* _Data_
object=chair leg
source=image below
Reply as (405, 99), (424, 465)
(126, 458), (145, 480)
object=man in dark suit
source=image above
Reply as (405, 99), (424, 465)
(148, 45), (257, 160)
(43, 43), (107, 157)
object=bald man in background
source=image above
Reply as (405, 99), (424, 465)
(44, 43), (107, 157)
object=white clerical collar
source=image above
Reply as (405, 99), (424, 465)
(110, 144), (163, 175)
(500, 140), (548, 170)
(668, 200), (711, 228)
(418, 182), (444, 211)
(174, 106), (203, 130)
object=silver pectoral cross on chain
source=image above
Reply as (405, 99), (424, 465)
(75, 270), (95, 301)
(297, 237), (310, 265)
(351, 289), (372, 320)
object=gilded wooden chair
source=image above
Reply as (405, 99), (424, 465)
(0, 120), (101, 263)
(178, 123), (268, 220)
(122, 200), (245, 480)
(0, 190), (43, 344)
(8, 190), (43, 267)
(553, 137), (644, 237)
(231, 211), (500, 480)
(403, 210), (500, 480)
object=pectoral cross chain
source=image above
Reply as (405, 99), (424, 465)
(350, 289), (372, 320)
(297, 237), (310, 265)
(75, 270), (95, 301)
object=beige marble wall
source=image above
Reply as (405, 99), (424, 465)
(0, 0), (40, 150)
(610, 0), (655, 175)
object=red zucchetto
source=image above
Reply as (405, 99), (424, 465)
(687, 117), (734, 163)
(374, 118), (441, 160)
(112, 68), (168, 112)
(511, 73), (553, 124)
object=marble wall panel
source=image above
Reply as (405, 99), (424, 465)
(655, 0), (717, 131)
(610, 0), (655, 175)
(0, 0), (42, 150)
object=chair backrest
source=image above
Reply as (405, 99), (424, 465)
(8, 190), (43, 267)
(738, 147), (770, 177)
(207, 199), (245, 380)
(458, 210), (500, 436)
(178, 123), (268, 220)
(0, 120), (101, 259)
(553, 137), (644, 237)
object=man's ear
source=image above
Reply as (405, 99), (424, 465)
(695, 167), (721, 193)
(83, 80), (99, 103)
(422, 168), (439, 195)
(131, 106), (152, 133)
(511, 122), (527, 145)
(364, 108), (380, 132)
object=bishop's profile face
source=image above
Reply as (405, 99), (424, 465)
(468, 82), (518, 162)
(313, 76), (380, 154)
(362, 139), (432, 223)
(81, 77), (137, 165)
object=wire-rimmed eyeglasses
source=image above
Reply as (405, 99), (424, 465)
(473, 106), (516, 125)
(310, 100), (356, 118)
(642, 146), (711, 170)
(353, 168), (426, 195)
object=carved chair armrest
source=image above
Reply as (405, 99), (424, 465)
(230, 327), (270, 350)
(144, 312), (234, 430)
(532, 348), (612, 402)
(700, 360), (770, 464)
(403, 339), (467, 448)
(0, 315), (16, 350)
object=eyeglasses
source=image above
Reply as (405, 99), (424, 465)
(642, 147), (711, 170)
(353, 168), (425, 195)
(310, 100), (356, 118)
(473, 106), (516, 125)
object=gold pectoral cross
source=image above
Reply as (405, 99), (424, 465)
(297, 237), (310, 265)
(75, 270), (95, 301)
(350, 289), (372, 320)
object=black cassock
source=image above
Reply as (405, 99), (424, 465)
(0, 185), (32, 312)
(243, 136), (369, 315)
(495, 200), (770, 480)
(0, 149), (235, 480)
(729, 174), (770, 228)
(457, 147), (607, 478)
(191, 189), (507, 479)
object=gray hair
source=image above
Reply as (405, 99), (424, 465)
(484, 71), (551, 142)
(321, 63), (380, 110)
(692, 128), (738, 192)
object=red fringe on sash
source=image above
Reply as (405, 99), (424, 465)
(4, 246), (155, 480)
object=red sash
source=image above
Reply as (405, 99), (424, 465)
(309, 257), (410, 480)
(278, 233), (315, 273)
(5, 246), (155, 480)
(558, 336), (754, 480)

* _Exercise_
Copy out every line above without changing a single character.

* _Solution for this task_
object=chair leg
source=image below
Reply as (405, 99), (424, 465)
(126, 458), (145, 480)
object=man in dark suit
source=image above
Reply as (405, 99), (424, 465)
(148, 45), (257, 160)
(43, 43), (107, 157)
object=bald man in background
source=image above
Reply as (405, 99), (424, 465)
(44, 43), (107, 157)
object=white clerical collar
source=image above
Reply as (405, 99), (424, 465)
(110, 144), (163, 175)
(500, 140), (548, 170)
(668, 200), (711, 228)
(418, 182), (444, 211)
(174, 106), (203, 130)
object=silver pectoral cross on chain
source=image above
Reply as (405, 99), (424, 465)
(75, 270), (95, 301)
(297, 237), (310, 265)
(351, 289), (372, 320)
object=gilded wooden chair
source=image above
Reply as (405, 99), (424, 465)
(0, 120), (101, 263)
(178, 123), (268, 220)
(122, 200), (245, 480)
(0, 190), (43, 344)
(8, 190), (43, 267)
(553, 137), (644, 237)
(231, 211), (500, 480)
(403, 210), (500, 480)
object=pectoral cross chain
source=image above
Reply as (405, 99), (424, 465)
(350, 289), (372, 320)
(297, 237), (310, 265)
(75, 270), (95, 301)
object=beige marble wall
source=image above
Reply as (405, 99), (424, 465)
(0, 0), (40, 150)
(610, 0), (655, 175)
object=red zucchetto
source=image above
Reply as (405, 99), (424, 465)
(687, 117), (734, 163)
(374, 118), (441, 160)
(112, 68), (168, 112)
(511, 73), (553, 124)
object=marble wall panel
source=image above
Reply as (405, 99), (424, 465)
(655, 0), (717, 131)
(610, 0), (655, 175)
(0, 0), (42, 150)
object=chair backrest
source=image above
Reply as (405, 99), (424, 465)
(8, 190), (43, 267)
(738, 147), (770, 177)
(207, 199), (245, 380)
(458, 210), (500, 436)
(178, 123), (268, 220)
(0, 120), (101, 259)
(553, 137), (644, 237)
object=man's ear
source=image above
Reply as (405, 99), (424, 465)
(695, 167), (721, 193)
(83, 80), (99, 103)
(422, 168), (439, 195)
(131, 106), (152, 133)
(511, 122), (527, 145)
(364, 108), (380, 132)
object=bishop's profile face
source=image above
Reply as (405, 99), (424, 465)
(468, 82), (518, 162)
(313, 76), (380, 154)
(362, 139), (432, 223)
(81, 77), (137, 165)
object=wire-rimmed eyeglasses
source=image above
Reply as (405, 99), (424, 465)
(473, 106), (516, 125)
(310, 100), (356, 118)
(642, 146), (711, 170)
(353, 168), (426, 195)
object=carved chair armrest
source=image above
Reply as (405, 99), (424, 465)
(230, 327), (270, 350)
(144, 312), (234, 430)
(532, 348), (612, 402)
(700, 360), (770, 464)
(403, 339), (467, 448)
(0, 315), (16, 350)
object=eyeglasses
source=image above
Reply as (405, 99), (424, 465)
(642, 147), (711, 170)
(353, 168), (425, 195)
(310, 100), (356, 118)
(473, 106), (516, 125)
object=gold pectoral cross
source=image above
Reply as (405, 99), (424, 465)
(297, 237), (310, 265)
(75, 270), (95, 301)
(350, 289), (372, 320)
object=black cassock
source=image above
Reply as (405, 99), (424, 465)
(0, 185), (32, 312)
(243, 136), (369, 315)
(495, 200), (770, 480)
(0, 149), (235, 480)
(729, 174), (770, 228)
(457, 147), (607, 478)
(191, 189), (507, 479)
object=gray hair
source=image above
Reply as (405, 99), (424, 465)
(484, 71), (551, 142)
(321, 63), (380, 110)
(692, 128), (738, 192)
object=red fringe on sash
source=image above
Reply as (405, 99), (424, 465)
(4, 246), (155, 480)
object=red sash
source=image above
Reply as (405, 99), (424, 465)
(309, 257), (410, 480)
(278, 233), (315, 273)
(5, 246), (155, 480)
(558, 336), (754, 480)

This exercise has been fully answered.